Your goal – Nothing but the pictures should be left out when the entries below are duplicated.
START Data listing
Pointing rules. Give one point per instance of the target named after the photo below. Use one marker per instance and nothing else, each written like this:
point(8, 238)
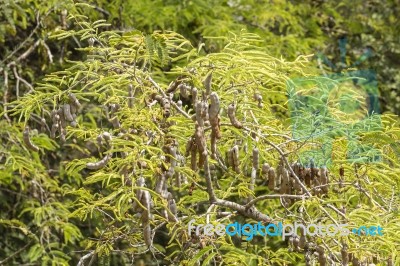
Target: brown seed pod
point(99, 164)
point(321, 256)
point(74, 101)
point(296, 243)
point(160, 183)
point(258, 98)
point(356, 262)
point(147, 234)
point(184, 91)
point(264, 172)
point(146, 202)
point(235, 158)
point(290, 242)
point(138, 193)
point(62, 134)
point(324, 180)
point(114, 118)
point(213, 113)
point(28, 142)
point(173, 209)
point(193, 158)
point(256, 155)
point(345, 255)
point(308, 259)
point(207, 83)
point(54, 129)
point(67, 112)
point(63, 18)
point(302, 241)
point(61, 121)
point(271, 179)
point(307, 176)
point(194, 97)
point(166, 105)
point(232, 117)
point(284, 186)
point(173, 86)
END Data listing
Response to this exercise –
Pointing rules. Give one point per instance of the target named after the photo below. Use one marker per instance and nothing else, each written like this:
point(8, 238)
Target: brown seed pod
point(99, 164)
point(321, 256)
point(74, 101)
point(296, 243)
point(160, 183)
point(258, 98)
point(356, 262)
point(147, 234)
point(184, 91)
point(264, 172)
point(146, 202)
point(235, 158)
point(290, 242)
point(138, 193)
point(62, 134)
point(324, 180)
point(114, 118)
point(213, 113)
point(28, 142)
point(173, 209)
point(193, 158)
point(256, 155)
point(345, 255)
point(308, 259)
point(207, 83)
point(54, 129)
point(67, 112)
point(63, 18)
point(302, 241)
point(61, 121)
point(271, 179)
point(307, 176)
point(194, 97)
point(166, 105)
point(232, 117)
point(284, 186)
point(173, 86)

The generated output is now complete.